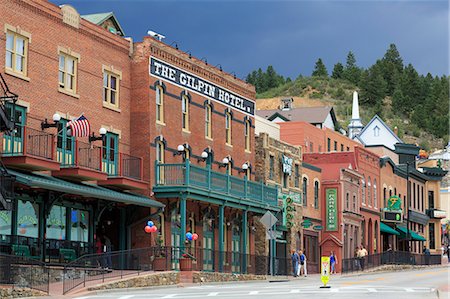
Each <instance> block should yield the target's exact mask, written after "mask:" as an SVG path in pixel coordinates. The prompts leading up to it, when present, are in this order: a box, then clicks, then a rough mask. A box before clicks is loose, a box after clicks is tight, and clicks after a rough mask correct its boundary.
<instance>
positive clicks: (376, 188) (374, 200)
mask: <svg viewBox="0 0 450 299" xmlns="http://www.w3.org/2000/svg"><path fill="white" fill-rule="evenodd" d="M377 206H378V204H377V180H376V179H373V207H374V208H376V207H377Z"/></svg>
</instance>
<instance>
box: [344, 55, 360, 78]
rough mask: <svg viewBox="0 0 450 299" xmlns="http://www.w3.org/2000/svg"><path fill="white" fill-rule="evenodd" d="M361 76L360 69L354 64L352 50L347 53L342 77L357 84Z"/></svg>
mask: <svg viewBox="0 0 450 299" xmlns="http://www.w3.org/2000/svg"><path fill="white" fill-rule="evenodd" d="M360 77H361V70H360V69H359V68H358V66H357V65H356V58H355V55H354V54H353V52H352V51H350V52H348V54H347V62H346V65H345V69H344V79H347V80H348V81H350V82H352V83H353V84H356V85H357V84H358V82H359V79H360Z"/></svg>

◇ ◇ ◇ ◇

TO-DO ITEM: Reproduce the lines from the first one containing "</instance>" through the end of the items, including both ends.

SOLUTION TO THE PROBLEM:
</instance>
<instance>
box: [344, 55, 360, 78]
rough mask: <svg viewBox="0 0 450 299" xmlns="http://www.w3.org/2000/svg"><path fill="white" fill-rule="evenodd" d="M361 76L360 69L354 64L352 50L347 53L342 77L357 84Z"/></svg>
mask: <svg viewBox="0 0 450 299" xmlns="http://www.w3.org/2000/svg"><path fill="white" fill-rule="evenodd" d="M360 77H361V70H360V69H359V68H358V66H357V65H356V58H355V55H354V54H353V52H352V51H350V52H348V54H347V62H346V65H345V69H344V79H347V80H348V81H350V82H352V83H353V84H356V85H357V84H358V82H359V79H360Z"/></svg>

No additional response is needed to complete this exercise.